Task objective
Restate the records below word for word, leaving nothing out.
START Entries shown
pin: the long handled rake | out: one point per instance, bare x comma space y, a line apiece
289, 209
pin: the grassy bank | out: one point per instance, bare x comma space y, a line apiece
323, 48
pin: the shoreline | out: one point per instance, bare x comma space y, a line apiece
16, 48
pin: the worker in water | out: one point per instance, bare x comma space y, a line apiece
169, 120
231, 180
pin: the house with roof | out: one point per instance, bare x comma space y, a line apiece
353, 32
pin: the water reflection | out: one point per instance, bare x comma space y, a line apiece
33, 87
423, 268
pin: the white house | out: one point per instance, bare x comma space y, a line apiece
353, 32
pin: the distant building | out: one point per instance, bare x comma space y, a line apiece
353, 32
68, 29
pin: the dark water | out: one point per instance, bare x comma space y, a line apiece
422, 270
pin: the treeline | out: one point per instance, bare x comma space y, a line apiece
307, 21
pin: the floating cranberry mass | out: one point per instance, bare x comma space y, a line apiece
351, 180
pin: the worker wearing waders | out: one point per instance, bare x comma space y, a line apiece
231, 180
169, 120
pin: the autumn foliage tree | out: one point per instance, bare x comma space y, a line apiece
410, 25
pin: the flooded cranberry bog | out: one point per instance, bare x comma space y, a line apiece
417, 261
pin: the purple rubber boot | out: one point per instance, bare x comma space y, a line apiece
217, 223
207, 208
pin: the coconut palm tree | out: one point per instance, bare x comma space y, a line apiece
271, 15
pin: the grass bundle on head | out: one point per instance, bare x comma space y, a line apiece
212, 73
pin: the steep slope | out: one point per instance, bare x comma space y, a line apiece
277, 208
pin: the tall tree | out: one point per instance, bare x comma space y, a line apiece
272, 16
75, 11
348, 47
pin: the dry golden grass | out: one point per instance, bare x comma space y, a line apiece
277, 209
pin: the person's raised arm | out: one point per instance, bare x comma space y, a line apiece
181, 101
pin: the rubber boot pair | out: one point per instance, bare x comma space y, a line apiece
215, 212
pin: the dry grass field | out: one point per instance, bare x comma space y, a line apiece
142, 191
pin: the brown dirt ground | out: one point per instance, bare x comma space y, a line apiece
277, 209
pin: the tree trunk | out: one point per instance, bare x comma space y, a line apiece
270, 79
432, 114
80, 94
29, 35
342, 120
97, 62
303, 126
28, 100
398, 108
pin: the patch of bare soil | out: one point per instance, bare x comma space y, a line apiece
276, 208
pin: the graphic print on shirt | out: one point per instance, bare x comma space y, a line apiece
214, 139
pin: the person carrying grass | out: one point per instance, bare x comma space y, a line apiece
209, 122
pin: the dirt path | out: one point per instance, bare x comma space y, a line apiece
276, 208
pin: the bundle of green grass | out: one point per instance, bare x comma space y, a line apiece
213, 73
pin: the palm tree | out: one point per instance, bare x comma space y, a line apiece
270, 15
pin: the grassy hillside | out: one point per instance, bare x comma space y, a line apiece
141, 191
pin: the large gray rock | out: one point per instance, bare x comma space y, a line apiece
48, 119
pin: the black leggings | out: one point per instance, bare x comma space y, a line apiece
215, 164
END Entries shown
Response
pin: the long handled rake | out: one point per instance, bare x comma space y, a line apiece
289, 209
pin: the grassy bank | out: one point per instance, bare x comma space y, a line apiece
323, 48
pin: the shoreline | out: one point per instance, bare x comma space y, a line apiece
16, 48
pin: the worker in water | out: one point per instance, bare x comma space y, a line apiece
169, 120
231, 180
pin: the house with roof | out: one point per instance, bare x comma space y, a line apiece
353, 32
pin: the water reflection | out: one point per instance, bare x comma space y, a line apiece
33, 87
423, 268
pin: the white house | out: one point per instance, bare x comma space y, a line apiece
353, 32
pin: the distant building | out: one point per instance, bare x comma space y, a line apiece
353, 32
68, 29
pin: the dark water | out: one point per instance, bare x comma space y, a line apiece
422, 270
pin: the treeline | out: one point per instance, bare x comma space y, a line apiece
307, 21
pin: the floating cranberry mass | out: one point per instance, bare x comma space y, a line apiece
351, 180
pin: the worker wearing waders | out: one point per instance, bare x comma space y, a line apiece
231, 180
169, 120
pin: the autumn foliage tree | out: one point per instance, bare x comma space y, a line apiece
410, 25
pin: the flooded cranberry bog | out: one point per instance, bare x comma space y, a line apiece
417, 261
pin: the purple rubber boot | out: one point per instance, bare x comma space y, a line apiece
217, 223
207, 208
pin: the coconut palm tree | out: one point per instance, bare x comma space y, a line apiece
271, 15
pin: the grass bundle on head | out: one point per instance, bare x comma space y, a line apiece
212, 73
pin: the steep slope | out: one point per instance, bare x comma space y, a line apiece
277, 208
pin: the tall tree | out: one point per instance, bare x comma space y, a line apiece
272, 16
75, 11
348, 47
pin: the dry golden grass | out: one point per instance, bare x comma space y, a line apiece
277, 209
pin: the person's raised arm | out: one point per instance, bare x comma space y, a line apiece
181, 101
pin: the rubber boot pair | out: one point per instance, bare x comma space y, a line apiece
215, 212
pin: the dry grass field | out: one point per instance, bare x comma space y, a line apiece
142, 191
pin: the brown dirt ground | out: one point per instance, bare x comma space y, a line apiece
277, 209
pin: the tree trunk | out: one point per instance, bare x comma space y, a line apiece
270, 79
432, 114
80, 94
29, 35
342, 120
97, 62
303, 126
28, 100
398, 108
pin: the patch of bare soil | out: one point per instance, bare x comma space y, a line apiece
276, 208
pin: the graphic print on shirt | out: one point per instance, bare x comma space y, a line apiece
214, 139
pin: the person carrying grass | out: one point per instance, bare x comma space y, a line apiece
209, 122
pin: the dirt path | out: one point per instance, bare x comma space y, a line apiece
276, 208
pin: the bundle of green grass | out: one point per instance, bare x comma space y, a line apiece
213, 73
pin: the palm tree | out: one point per instance, bare x comma space y, a line apiece
270, 15
pin: the grassy hillside | out: one point per instance, bare x comma space y, a line apiece
141, 191
pin: the large gray rock | out: one point per instance, bare x comma space y, a line apiece
48, 119
pin: the black leggings | out: one point per instance, bare x comma space y, a line apiece
215, 164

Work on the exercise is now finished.